→ **What needs to be done**: Please recast the material as a numbered list, starting at the line that contains "Task: the component shall indicate the license" and ending at the line that contains "Target: license plate". Include only those lines, and leave out any blank ones.

→ **Dataset content**:
--------------------------------------------------
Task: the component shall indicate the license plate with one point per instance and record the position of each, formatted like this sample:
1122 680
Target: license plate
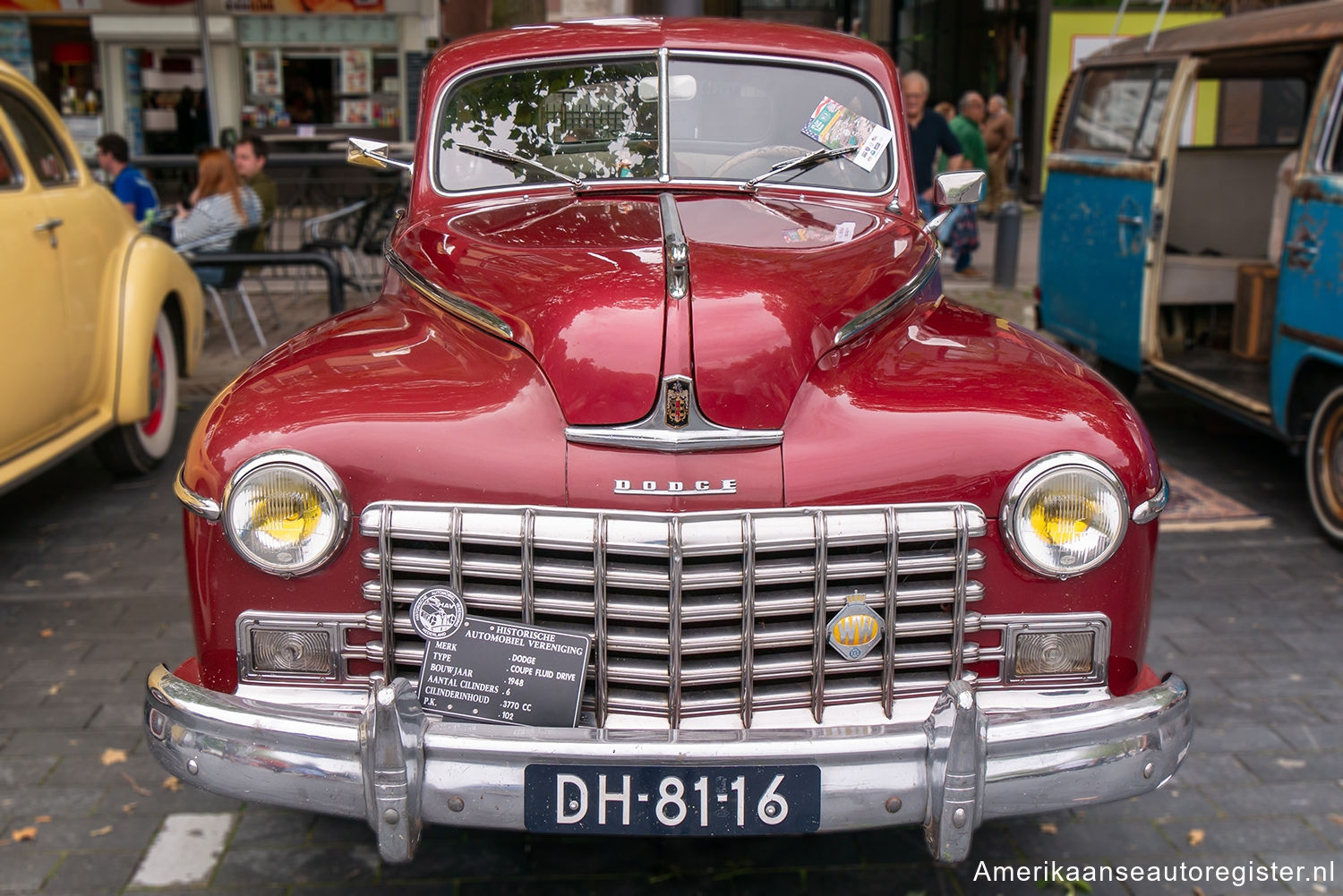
--------------------------------------------------
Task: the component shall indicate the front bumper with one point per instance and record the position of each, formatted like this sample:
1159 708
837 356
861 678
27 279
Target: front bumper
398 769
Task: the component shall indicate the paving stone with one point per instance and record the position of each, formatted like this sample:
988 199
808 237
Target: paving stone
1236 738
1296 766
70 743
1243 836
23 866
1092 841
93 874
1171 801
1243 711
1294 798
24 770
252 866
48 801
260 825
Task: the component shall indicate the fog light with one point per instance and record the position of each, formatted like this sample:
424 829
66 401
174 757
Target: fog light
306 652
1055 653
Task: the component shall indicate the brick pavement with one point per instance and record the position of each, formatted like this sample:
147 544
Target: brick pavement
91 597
--------------------------------------------------
→ **Response for this exercise**:
1. Task: the component shall indicate the license plate with one point per instance and record the position of each, formatted like this sample:
2. 1122 680
3. Target: license plate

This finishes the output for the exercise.